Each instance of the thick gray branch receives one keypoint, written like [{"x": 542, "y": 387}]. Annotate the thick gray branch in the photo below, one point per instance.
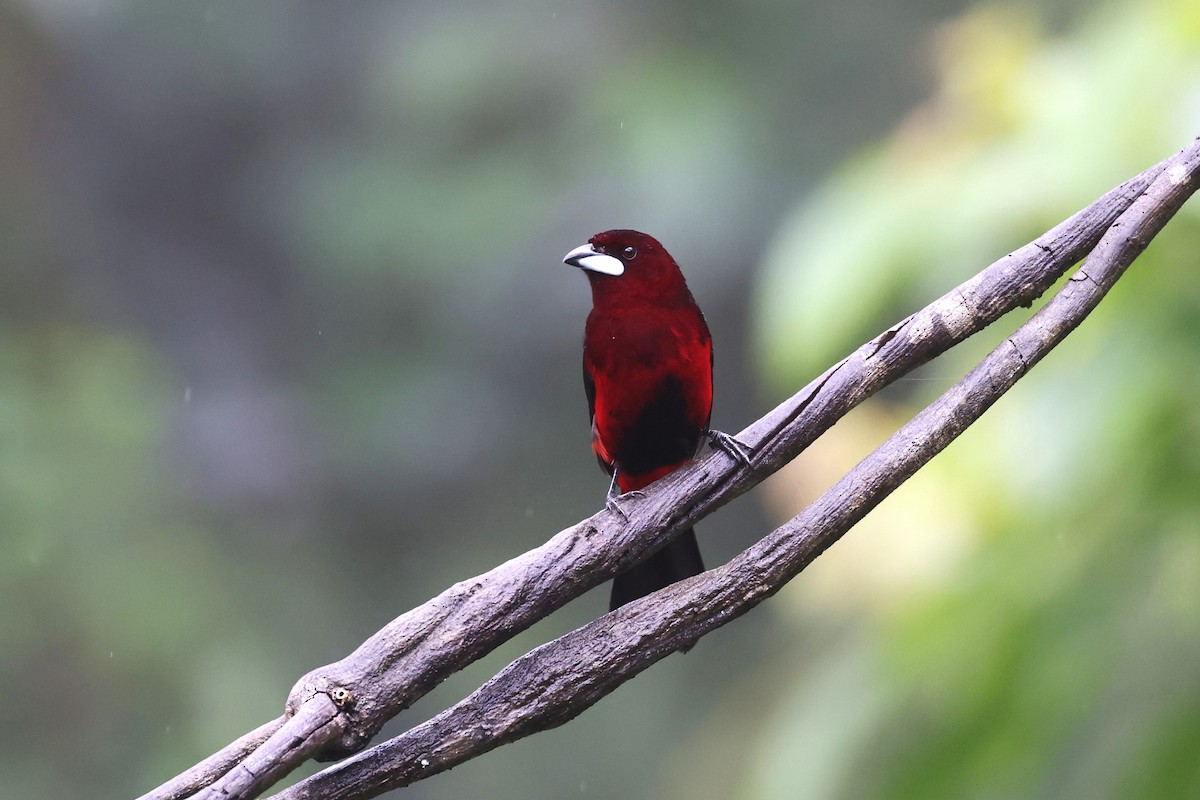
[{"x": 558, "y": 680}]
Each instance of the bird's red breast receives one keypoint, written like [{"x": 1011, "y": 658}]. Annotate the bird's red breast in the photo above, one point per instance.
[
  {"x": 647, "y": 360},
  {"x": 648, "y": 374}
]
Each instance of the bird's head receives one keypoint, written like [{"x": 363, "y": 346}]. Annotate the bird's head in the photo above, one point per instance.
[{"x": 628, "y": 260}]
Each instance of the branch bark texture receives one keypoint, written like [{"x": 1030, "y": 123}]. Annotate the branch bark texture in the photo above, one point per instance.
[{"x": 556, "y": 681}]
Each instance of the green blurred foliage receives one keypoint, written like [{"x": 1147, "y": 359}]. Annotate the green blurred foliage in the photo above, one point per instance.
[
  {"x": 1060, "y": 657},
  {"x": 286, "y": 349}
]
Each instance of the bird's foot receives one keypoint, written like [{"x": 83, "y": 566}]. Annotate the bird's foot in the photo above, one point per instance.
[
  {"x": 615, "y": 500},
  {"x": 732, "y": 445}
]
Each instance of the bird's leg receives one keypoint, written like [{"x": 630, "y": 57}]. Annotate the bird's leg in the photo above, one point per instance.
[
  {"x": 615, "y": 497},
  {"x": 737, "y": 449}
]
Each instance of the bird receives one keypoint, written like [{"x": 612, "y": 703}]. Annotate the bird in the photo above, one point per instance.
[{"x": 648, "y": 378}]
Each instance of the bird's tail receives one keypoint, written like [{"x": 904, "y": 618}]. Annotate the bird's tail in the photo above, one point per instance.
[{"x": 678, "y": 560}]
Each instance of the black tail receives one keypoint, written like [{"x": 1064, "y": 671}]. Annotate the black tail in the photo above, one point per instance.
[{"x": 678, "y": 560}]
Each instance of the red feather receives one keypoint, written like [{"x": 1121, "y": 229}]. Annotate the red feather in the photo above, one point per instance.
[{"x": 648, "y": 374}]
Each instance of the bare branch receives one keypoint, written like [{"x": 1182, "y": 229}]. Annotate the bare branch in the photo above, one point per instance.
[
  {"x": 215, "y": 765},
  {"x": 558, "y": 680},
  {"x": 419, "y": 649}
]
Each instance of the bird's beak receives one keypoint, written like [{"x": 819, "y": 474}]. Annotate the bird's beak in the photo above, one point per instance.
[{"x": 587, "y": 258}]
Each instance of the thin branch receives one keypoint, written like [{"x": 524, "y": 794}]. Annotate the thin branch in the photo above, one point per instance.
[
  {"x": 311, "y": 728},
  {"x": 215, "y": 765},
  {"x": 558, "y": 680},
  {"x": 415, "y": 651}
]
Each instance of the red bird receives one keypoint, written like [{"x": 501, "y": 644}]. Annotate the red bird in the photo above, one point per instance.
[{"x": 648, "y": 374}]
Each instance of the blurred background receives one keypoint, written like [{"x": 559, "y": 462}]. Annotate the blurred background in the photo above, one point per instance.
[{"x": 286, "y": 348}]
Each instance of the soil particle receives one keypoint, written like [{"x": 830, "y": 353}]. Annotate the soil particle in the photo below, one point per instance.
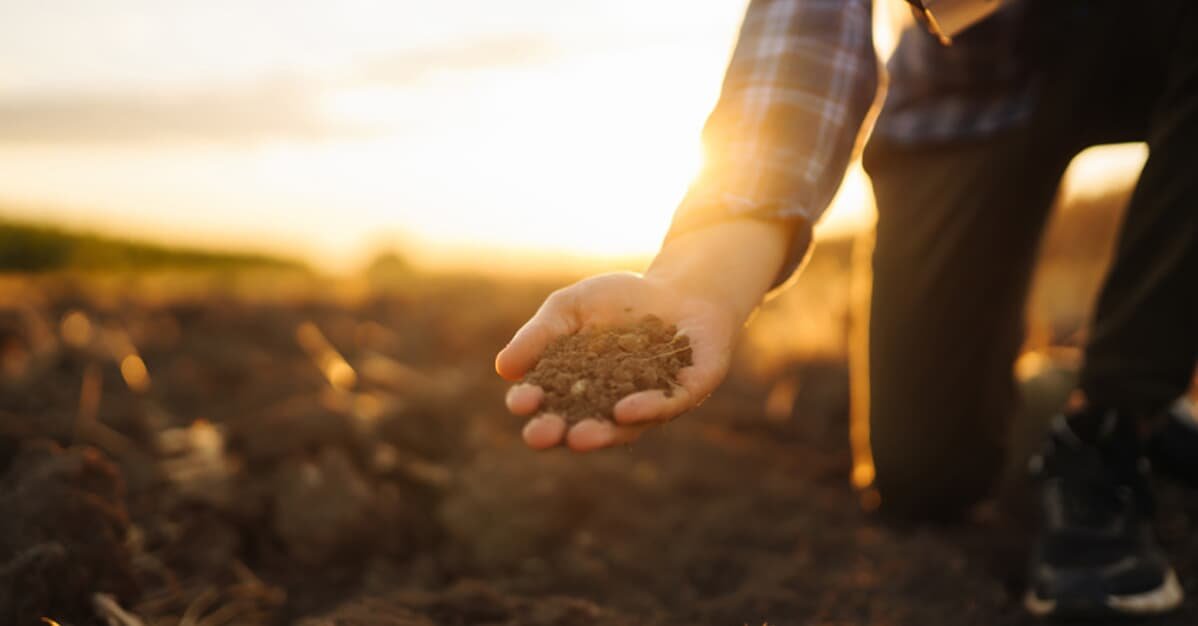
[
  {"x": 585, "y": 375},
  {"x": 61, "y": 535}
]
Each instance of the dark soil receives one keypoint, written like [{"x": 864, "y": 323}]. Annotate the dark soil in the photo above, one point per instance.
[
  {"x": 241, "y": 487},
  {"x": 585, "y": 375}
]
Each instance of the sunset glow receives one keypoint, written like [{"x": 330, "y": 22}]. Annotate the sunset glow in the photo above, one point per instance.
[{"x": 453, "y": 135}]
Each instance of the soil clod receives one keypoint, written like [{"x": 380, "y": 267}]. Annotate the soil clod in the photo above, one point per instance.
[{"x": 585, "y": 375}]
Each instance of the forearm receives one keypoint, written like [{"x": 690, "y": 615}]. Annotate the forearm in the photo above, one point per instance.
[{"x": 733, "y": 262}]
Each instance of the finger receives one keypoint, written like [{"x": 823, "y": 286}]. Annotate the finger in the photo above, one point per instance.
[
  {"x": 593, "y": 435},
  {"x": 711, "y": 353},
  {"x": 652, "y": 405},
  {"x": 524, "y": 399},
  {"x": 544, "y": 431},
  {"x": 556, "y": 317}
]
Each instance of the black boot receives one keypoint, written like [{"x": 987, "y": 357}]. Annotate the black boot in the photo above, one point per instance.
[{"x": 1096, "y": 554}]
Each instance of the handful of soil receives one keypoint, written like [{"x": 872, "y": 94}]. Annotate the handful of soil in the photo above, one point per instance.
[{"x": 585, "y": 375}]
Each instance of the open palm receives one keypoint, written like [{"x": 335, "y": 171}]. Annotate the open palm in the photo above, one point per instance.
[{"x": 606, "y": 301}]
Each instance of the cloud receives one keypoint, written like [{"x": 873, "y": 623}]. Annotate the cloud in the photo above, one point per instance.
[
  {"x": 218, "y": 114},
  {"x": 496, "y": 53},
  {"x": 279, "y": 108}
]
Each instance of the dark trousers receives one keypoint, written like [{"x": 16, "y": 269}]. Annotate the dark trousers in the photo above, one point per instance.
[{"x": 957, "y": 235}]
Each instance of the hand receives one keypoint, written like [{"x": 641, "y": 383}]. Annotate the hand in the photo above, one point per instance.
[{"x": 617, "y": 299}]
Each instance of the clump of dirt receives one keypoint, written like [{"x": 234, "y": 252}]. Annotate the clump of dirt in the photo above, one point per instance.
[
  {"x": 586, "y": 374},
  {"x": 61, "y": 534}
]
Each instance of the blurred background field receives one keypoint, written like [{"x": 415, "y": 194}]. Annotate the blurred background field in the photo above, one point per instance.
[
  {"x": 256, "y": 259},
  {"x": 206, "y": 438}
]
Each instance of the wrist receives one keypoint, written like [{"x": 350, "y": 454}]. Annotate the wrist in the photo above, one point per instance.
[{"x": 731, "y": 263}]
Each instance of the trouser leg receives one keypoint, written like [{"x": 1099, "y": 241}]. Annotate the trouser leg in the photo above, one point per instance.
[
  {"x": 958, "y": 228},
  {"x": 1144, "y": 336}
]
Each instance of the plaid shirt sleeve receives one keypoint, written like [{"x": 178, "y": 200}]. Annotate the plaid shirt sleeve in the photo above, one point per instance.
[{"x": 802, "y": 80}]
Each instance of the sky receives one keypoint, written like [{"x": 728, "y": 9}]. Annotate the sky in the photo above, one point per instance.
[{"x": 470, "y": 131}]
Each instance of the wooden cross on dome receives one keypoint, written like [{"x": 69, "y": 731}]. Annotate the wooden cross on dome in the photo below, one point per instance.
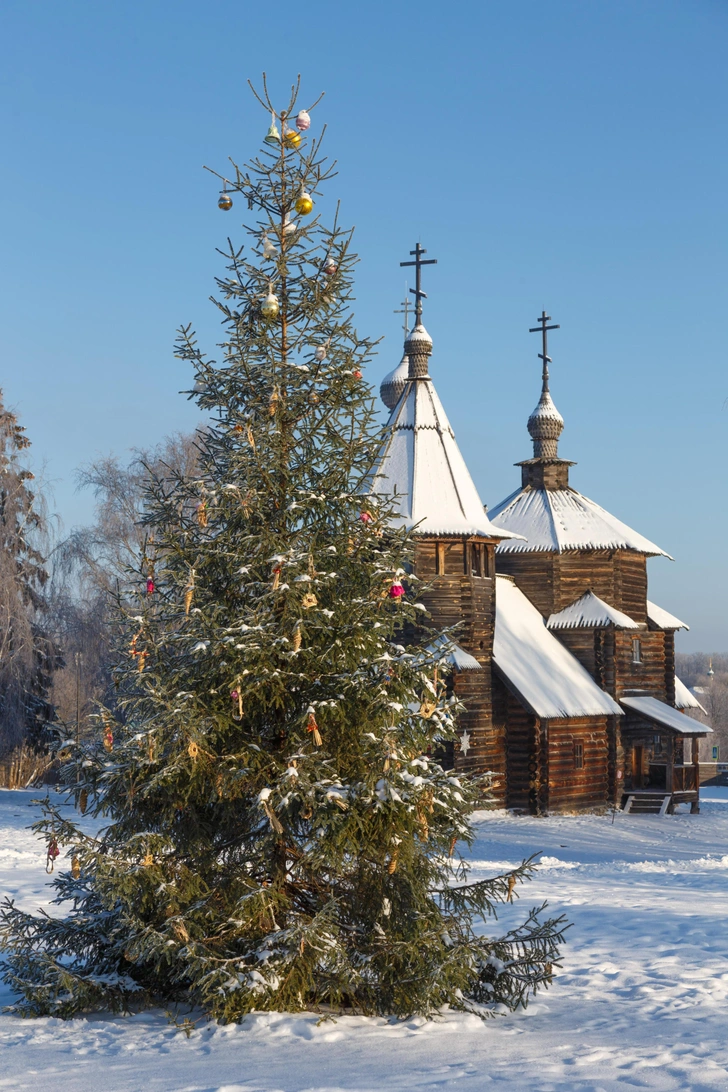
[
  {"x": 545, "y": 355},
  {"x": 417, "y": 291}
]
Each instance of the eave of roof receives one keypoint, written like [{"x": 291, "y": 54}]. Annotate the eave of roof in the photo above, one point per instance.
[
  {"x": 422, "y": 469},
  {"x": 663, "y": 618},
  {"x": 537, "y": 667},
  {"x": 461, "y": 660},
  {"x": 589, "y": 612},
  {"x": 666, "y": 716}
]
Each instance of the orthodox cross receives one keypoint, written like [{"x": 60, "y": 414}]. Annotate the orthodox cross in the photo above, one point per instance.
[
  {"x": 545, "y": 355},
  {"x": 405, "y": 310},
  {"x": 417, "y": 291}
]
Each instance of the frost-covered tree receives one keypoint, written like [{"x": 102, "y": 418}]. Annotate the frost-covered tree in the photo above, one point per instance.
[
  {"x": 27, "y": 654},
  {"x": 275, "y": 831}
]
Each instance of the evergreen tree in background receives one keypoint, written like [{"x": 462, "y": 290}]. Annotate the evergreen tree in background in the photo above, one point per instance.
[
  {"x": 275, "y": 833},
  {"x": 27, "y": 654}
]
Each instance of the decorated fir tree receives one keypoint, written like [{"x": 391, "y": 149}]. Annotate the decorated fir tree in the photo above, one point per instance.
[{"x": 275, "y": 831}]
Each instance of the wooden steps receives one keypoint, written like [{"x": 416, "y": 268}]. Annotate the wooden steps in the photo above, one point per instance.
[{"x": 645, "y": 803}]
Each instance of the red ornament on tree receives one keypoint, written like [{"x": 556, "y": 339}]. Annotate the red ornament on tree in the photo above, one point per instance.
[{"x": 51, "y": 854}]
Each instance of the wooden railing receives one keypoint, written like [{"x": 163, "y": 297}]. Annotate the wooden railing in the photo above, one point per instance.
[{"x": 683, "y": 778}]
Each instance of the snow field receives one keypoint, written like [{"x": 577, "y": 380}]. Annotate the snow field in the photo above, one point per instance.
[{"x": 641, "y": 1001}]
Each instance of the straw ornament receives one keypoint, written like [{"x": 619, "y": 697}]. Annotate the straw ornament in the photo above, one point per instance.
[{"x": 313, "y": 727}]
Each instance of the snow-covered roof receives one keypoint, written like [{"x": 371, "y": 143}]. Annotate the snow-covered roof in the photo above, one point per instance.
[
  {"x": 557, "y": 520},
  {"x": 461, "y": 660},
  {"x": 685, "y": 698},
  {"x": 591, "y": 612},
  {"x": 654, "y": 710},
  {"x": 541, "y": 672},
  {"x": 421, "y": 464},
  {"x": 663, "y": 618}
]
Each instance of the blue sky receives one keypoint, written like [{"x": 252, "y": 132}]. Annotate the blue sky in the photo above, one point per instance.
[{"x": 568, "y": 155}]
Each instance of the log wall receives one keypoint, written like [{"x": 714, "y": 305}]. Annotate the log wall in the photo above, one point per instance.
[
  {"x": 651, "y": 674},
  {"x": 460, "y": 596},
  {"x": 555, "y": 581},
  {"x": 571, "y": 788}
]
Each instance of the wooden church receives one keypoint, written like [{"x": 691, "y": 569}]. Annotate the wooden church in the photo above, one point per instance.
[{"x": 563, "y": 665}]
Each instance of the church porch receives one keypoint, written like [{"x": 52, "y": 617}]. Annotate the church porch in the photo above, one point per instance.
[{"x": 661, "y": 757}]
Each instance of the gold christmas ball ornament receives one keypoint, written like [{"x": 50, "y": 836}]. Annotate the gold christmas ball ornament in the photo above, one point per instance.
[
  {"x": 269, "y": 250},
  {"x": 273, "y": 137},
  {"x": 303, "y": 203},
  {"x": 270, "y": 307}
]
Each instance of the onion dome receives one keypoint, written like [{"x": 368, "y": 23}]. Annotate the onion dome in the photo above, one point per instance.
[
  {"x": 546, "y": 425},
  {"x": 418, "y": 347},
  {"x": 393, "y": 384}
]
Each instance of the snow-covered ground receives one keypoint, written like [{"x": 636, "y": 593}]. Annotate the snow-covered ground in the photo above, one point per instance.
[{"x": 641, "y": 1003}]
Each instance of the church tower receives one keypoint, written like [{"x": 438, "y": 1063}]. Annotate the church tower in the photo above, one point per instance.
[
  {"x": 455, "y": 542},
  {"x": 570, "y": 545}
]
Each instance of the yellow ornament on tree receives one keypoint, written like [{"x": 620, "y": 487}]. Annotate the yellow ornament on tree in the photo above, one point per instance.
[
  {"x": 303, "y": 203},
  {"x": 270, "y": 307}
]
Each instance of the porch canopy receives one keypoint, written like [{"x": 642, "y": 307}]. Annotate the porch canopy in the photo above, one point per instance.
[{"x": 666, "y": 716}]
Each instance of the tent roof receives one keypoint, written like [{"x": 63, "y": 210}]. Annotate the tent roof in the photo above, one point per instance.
--------
DIRECTIVE: Find "Each instance of the church tower" in the data above, then repeat that line and all lines after it exactly, ending with the final line.

PROBLEM SOLUTION:
Each instance of the church tower receives one keypoint, written like [{"x": 438, "y": 1063}]. Annotate the church tower in the photo above, one point per instance.
[
  {"x": 455, "y": 542},
  {"x": 570, "y": 545}
]
Each instance of the yellow ornament on tree receives one keypoint, written like [{"x": 620, "y": 487}]. Annotate the yellow ornament on tree in the photo above, one point per instance.
[
  {"x": 303, "y": 203},
  {"x": 270, "y": 307}
]
Each instance of the porch canopy receives one keypoint, written like [{"x": 642, "y": 307}]. Annotate the porch canopy in the photo above, one point per instance.
[{"x": 666, "y": 716}]
Each instance of the tent roof receives one keypoint, written like [{"x": 63, "y": 210}]. Annotate the tent roof in the photo above, one point per instance.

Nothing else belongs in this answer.